Memorial day honors men and women who died while serving in the United States’ Armed Forces. Memorial day has been an official, federally sanctioned Monday holiday since 1967. However, the roots of this day of remembrance date to the Civil War. Citizens of the post-bellum North and South set aside one day in early summer to travel to cemetery and decorate the graves of the Civil War dead with flowers. Fast forward to 21st century America; today flags are flown at half mast till noon, and most Americans take advantage of the three day weekend not by spending a day of quiet contemplation, but more often by drinking lots of beer on a boat.
I realize that I am speaking in broad generalizations. Somber celebrations are taking place from coast-to-coast. The organization Wear Blue: Run to Remember, which honors the service of fallen soldiers and provides support to their loved ones, is asking runners across the country to dedicate their memorial day miles for remembrance and commemoration (find the link here). However, some Memorial Day events seem geared less towards somber contemplation and more towards selling drinks. Hooters is getting in on the action by offering free wings for veterans, with purchase of a pitcher. Jamba Juice is offering a buy-one-get-one-free smoothie coupon. I’m glad that Hooters seeks to honor our servicemen and women, but somehow free wings seems like a pretty crass and paltry substitute for genuine emotion. Who goes to Hooters for the food?
Has Memorial Day lost its meaning? The silent generation and the baby boomers found definition in WWII, and the Vietnam war, respectively. The current conflicts in Iraq and Afghanistan have proceeded for longer and claimed more American lives than either of those “generation-defining” campaigns; yet, I would argue, the majority of contemporary Americans feel less personally connected to these modern struggles than previously. This is paradoxical: with the 24 hour news coverage we are perhaps more informed than ever about the human cost that war exacts, yet somehow we seem inured from personally feeling suffering.

Exercise:
Rewrite the Memorial Day text from "I realize that" through "for the food?", changing "smoothie" to "milkshake".

Entries shown:
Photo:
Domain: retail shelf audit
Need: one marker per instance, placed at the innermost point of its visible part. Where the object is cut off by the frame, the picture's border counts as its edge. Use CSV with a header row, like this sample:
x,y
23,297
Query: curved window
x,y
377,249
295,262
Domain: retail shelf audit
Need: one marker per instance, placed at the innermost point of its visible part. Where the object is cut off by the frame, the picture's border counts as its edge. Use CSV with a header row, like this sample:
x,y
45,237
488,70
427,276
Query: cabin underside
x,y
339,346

* * *

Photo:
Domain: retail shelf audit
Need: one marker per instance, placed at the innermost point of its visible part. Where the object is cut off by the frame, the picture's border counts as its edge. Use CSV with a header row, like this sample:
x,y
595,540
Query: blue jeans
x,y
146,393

Answer to this exercise:
I realize that I am speaking in broad generalizations. Somber celebrations are taking place from coast-to-coast. The organization Wear Blue: Run to Remember, which honors the service of fallen soldiers and provides support to their loved ones, is asking runners across the country to dedicate their memorial day miles for remembrance and commemoration (find the link here). However, some Memorial Day events seem geared less towards somber contemplation and more towards selling drinks. Hooters is getting in on the action by offering free wings for veterans, with purchase of a pitcher. Jamba Juice is offering a buy-one-get-one-free milkshake coupon. I’m glad that Hooters seeks to honor our servicemen and women, but somehow free wings seems like a pretty crass and paltry substitute for genuine emotion. Who goes to Hooters for the food?